>> BEGIN DATA EXTRACT

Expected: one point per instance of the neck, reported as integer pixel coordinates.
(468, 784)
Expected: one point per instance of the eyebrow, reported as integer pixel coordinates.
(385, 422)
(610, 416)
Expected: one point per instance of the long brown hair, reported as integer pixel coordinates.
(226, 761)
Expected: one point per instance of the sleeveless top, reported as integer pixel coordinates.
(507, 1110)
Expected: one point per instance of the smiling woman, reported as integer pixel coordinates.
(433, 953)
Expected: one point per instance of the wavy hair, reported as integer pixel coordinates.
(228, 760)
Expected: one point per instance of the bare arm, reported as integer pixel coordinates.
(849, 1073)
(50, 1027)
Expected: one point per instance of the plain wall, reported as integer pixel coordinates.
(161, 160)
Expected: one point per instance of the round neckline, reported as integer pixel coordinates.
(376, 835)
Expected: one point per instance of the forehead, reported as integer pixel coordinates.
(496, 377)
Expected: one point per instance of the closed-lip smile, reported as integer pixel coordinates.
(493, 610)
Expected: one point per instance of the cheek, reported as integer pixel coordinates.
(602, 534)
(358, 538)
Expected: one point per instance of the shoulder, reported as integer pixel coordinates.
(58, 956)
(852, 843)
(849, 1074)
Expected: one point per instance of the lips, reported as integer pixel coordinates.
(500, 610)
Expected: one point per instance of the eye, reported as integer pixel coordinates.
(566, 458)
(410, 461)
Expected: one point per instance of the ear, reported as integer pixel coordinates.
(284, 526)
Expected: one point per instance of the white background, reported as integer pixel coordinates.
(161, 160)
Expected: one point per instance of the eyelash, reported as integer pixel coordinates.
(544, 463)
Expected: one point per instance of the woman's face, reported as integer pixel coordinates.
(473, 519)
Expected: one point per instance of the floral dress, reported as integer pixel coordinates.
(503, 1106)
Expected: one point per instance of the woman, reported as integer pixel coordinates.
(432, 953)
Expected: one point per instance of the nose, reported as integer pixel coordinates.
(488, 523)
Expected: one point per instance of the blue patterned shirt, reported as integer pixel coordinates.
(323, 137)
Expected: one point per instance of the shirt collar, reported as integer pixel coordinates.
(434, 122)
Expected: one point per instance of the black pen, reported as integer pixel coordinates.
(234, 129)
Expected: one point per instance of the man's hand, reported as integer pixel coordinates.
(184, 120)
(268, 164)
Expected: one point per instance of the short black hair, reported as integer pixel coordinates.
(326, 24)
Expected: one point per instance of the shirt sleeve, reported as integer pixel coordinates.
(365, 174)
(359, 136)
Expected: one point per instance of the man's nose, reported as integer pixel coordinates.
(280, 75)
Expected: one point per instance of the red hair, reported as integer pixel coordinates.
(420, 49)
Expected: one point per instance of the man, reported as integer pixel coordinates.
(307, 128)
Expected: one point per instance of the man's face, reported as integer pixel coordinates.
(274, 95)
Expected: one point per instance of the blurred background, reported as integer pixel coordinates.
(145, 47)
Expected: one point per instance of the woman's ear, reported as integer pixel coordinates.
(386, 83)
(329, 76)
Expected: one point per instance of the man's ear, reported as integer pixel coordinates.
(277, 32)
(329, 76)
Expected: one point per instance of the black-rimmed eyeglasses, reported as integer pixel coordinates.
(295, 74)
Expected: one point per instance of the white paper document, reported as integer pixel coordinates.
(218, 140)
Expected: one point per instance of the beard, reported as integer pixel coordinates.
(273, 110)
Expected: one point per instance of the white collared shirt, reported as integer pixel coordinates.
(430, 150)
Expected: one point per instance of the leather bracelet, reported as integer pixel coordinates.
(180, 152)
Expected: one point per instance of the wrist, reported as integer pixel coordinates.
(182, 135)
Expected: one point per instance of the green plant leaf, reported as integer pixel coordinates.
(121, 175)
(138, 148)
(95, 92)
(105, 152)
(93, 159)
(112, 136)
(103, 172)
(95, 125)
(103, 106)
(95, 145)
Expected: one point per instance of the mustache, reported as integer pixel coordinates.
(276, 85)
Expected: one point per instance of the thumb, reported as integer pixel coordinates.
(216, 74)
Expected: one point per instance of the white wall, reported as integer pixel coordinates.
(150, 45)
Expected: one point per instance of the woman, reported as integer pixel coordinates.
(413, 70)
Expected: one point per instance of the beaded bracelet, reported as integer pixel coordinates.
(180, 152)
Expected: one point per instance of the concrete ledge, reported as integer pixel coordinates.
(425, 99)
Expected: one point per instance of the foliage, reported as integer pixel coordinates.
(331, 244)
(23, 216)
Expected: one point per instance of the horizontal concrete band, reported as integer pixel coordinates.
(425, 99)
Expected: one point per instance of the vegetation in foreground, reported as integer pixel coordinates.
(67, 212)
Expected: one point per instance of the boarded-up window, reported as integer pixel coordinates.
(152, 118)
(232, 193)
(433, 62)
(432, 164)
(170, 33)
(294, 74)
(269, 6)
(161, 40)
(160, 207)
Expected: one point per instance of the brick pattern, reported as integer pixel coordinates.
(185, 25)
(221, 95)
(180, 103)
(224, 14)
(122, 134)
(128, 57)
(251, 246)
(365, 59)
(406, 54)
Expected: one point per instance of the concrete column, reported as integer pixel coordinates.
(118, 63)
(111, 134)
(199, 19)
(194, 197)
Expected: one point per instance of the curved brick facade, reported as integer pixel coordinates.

>> END DATA EXTRACT

◆ **TASK DESCRIPTION**: Rewrite only the lines from the one containing "column, reported as integer pixel coordinates." through the end of the records, request lines included. Scale every point coordinate by 1.15 and round to whole numbers, rounding halves up.

◆ **COMPLETE OUTPUT**:
Expected: one point per instance of the concrete column, reported as integer pixel coordinates.
(136, 72)
(128, 154)
(229, 22)
(223, 227)
Expected: one point per instance of the curved brick facade, reported as integer pixel coordinates.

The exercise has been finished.